PASSAGE SHOWN>
About 30% of ransomware victims pay to regain their data, estimates Tom Kellermann, chief cybersecurity officer for Trend Micro Inc., an Irving, Texas, cybersecurity firm.

Intel Security, a unit of Intel Corp., said it reviewed more than 250,000 new ransomware samples in the fourth quarter of 2014, up 155% from the previous quarter. And the Internet Crime Complaint Center, a partnership between the FBI and the nonprofit National White Collar Crime Center, said businesses and individuals submitted 2,275 ransomware complaints from June 1, 2014, to March 31 of this year, with reported losses totaling more than $1.1 million. Ransomware can target more than 230 different types of computer files, up from 70 in 2013, according to Bromium Inc., a Cupertino, Calif., an information-security firm.

Michael W. Cocanower, owner of itSynergy, an IT consulting firm in Arizona that works with many small businesses, says he has seen a resurgence of ransomware in the past three to six months. He tells clients that the first step is to disconnect the infected computer from their network immediately. The infected computer must also be scrubbed and other computers need to be checked as well.

One of Mr. Cocanower’s customers, CoValence Inc., a Chandler, Ariz., maker of private-label skin-care products with roughly 100 employees, has been hit with four ransomware attacks in the past six months. A backup system prevented the loss of data, but the attacks “caused a lot of anxiety,” says John Dennison, the company’s IT manager.

After the last attack, CoValence upgraded its Internet security protections. It also now regularly reminds employees to be on the lookout for fraudulent email.

REQUIRED ACTION 1> In the ransomware passage, reproduce the text between "Michael W. Cocanower, owner" and "company’s IT manager.", inclusive, substituting "extortion malware" for "ransomware".
REQUIRED ACTION 2> According to the ransomware passage, how many ransomware attacks has CoValence Inc. suffered in the past six months?
REQUIRED ACTION 3> Condense the paragraph of the ransomware passage that begins "Michael W. Cocanower, owner of itSynergy" into a shorter version that keeps its main facts.

DATA LISTING>

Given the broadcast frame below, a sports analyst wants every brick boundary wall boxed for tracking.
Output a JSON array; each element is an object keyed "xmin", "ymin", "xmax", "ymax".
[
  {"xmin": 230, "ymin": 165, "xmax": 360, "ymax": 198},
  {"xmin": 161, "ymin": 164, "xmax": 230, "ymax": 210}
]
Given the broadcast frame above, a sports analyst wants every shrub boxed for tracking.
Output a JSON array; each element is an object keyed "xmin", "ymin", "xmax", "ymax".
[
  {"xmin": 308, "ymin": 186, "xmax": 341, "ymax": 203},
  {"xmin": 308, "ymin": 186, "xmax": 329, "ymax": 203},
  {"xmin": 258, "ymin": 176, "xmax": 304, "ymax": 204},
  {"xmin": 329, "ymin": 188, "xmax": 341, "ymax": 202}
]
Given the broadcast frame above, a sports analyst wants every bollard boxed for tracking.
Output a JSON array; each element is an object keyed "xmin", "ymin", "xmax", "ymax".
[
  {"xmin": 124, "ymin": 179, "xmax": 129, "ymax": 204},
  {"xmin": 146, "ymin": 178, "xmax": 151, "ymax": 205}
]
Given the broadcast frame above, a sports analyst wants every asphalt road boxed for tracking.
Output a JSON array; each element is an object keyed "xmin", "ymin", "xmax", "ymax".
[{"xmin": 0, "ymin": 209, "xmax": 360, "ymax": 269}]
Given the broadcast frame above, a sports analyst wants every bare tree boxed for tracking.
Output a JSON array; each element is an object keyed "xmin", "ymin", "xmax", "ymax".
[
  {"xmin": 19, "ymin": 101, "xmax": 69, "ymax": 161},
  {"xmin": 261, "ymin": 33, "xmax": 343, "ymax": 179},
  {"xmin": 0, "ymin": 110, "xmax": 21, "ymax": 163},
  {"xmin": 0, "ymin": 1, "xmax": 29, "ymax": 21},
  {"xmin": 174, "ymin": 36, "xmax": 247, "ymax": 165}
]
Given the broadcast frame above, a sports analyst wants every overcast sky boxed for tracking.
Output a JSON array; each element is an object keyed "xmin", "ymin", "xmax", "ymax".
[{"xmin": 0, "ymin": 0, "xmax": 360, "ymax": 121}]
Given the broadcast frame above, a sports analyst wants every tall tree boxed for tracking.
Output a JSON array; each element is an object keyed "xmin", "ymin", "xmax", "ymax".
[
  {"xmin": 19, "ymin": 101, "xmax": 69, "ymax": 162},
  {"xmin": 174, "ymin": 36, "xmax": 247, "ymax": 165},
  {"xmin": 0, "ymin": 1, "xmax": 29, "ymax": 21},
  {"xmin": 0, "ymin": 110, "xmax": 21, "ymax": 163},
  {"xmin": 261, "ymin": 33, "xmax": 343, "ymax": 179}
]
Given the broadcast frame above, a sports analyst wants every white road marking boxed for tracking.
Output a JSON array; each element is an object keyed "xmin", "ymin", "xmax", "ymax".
...
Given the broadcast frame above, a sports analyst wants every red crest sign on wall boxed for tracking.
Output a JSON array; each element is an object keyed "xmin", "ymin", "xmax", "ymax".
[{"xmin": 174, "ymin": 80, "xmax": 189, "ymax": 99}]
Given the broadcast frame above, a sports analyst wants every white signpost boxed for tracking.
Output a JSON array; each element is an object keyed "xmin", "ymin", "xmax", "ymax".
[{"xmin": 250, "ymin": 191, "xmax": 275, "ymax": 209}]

TASK ANSWER 1>
Michael W. Cocanower, owner of itSynergy, an IT consulting firm in Arizona that works with many small businesses, says he has seen a resurgence of extortion malware in the past three to six months. He tells clients that the first step is to disconnect the infected computer from their network immediately. The infected computer must also be scrubbed and other computers need to be checked as well.

One of Mr. Cocanower’s customers, CoValence Inc., a Chandler, Ariz., maker of private-label skin-care products with roughly 100 employees, has been hit with four extortion malware attacks in the past six months. A backup system prevented the loss of data, but the attacks “caused a lot of anxiety,” says John Dennison, the company’s IT manager.

TASK ANSWER 2> Four.

TASK ANSWER 3> Michael W. Cocanower, owner of the Arizona IT consulting firm itSynergy, has seen ransomware resurge in the past three to six months. He tells clients to disconnect an infected computer from the network immediately, scrub it, and check other computers as well.